▶ _PASSAGE_:
★ ★ ★ ★

The third reactor was supposed to start generating power in 2016 when construction began in 2009.

Vogtle is important because government officials and some utilities are again looking to nuclear power to alleviate climate change by generating electricity without burning natural gas, coal and oil.”

4 winners and 1 loser in the EPA’s historic move to limit power plant pollution

“The proposed rules are a less elegant and splashy solution than the Obama-era Clean Power Plan, but the complex set of proposals also stands a better chance of withstanding court scrutiny. The EPA breaks down requirements based on the type of plant, its size, and how often it is in use. Utilities, working with states, would ultimately decide how to meet the EPA’s emissions rates by choosing among available technologies. Coal plants, for instance, could fire less carbon-intensive fuels such as hydrogen and gas, to supplement coal. Coal and gas plants can also install carbon capture and storage or sequestration, a technology that removes carbon dioxide at the smokestack to eventually store it underground. Or a plant could bypass all this if it sets a retirement date in the medium term.

★ ★ ★ ★

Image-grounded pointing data
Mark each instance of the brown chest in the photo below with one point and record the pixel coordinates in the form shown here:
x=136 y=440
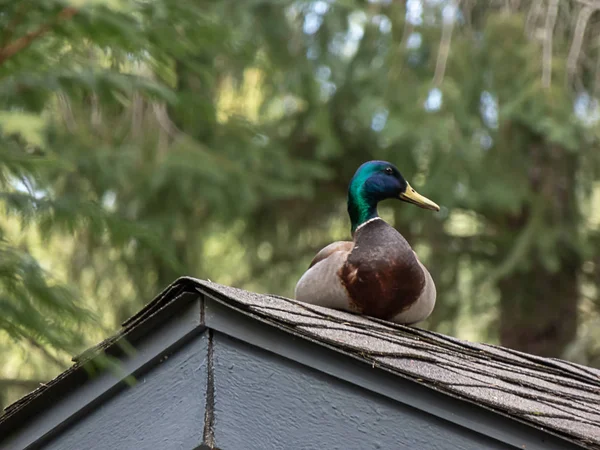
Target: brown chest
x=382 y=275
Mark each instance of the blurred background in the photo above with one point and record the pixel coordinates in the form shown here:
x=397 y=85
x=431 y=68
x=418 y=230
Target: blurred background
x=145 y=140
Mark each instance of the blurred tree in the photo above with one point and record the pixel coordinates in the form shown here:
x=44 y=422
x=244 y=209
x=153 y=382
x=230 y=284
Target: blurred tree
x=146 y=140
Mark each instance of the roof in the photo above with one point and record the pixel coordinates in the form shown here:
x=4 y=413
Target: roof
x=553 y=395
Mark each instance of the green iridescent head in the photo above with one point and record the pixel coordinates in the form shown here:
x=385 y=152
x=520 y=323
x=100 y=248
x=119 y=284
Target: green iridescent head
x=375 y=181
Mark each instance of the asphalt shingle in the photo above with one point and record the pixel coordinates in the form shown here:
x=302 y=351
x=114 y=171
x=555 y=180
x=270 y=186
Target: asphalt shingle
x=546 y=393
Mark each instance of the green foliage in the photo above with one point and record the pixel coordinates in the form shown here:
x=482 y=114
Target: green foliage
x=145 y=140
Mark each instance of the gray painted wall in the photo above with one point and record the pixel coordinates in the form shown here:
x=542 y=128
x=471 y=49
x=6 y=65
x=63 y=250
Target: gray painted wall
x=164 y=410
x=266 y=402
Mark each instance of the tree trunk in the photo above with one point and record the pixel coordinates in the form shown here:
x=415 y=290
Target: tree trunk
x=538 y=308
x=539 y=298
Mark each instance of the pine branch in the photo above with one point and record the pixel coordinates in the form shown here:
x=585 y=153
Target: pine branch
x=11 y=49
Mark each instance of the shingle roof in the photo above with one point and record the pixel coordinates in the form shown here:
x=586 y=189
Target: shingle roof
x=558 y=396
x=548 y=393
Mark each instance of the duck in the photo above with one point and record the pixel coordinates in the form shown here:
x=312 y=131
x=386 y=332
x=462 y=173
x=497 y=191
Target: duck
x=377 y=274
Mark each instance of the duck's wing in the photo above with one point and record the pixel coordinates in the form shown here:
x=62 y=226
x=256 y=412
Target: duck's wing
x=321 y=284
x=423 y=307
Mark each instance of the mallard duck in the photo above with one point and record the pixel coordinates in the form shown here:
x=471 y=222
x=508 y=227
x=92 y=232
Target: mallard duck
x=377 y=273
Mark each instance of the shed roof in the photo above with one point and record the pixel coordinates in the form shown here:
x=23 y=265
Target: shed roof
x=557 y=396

★ ★ ★ ★

▶ _TASK INSTRUCTIONS_:
(1) In the energy news excerpt, when was the third reactor supposed to start generating power?
(2) List each option the energy news excerpt gives plants for meeting the EPA's emissions rates.
(3) Continue the energy news excerpt after its last sentence.

▶ _WRITTEN RESPONSES_:
(1) 2016

(2)
- Fire less carbon-intensive fuels such as hydrogen and gas to supplement coal
- Install carbon capture and storage or sequestration
- Set a retirement date in the medium term

(3)
As a result, existing coal plants would cut their carbon pollution 90 percent by the end of the decade, unless a plant sets a retirement date before 2040. Existing gas plants get more leeway — only the largest gas plants, less than a third in operation, will have to slash their pollution by 90 percent by 2035.

The EPA makes a dent in coal pollution especially, but it doesn’t eliminate power plant pollution entirely. It leaves a mixed bag of winners and losers.”

New Study: Nuclear Power Is Humanity’s Greenest Energy Option

“The European researchers behind the new study do an in-depth analysis of how much land and sea area it would take to implement the Net Zero by 2050 roadmap devised by the International Energy Agency (IEA) in 2021. The IEA outlines an energy transition trajectory to cut global carbon dioxide emissions from burning fossil fuels to zero by 2050. The Net Zero goal is to keep the increase of global average temperature below the threshold of 1.5 degrees Celsius above the late 19th-century baseline. “This calls for nothing less than a complete transformation of how we produce, transport and consume energy,” notes the IEA.
The Scientific Reports study finds that implementing the IEA’s roadmap requires that much of the world’s agricultural and wild lands be sacrificed to produce energy. Biofuels, both liquid and solid, are especially egregious destroyers of the landscape. On the other hand, the energy source that spares the most land is nuclear power. In addition, electricity produced by fission reactors is not intermittent the way that vastly more land-hungry solar and wind power are.”

“wind and solar projects occupying massive amounts of land increasingly get NIMBY pushback from disgruntled neighbors. Energy analyst Robert Bryce, author of A Question of Power: Electricity and the Wealth of Nations (2020), has compiled a database showing that nearly 500 renewable energy projects have been rejected or restricted over the past decade.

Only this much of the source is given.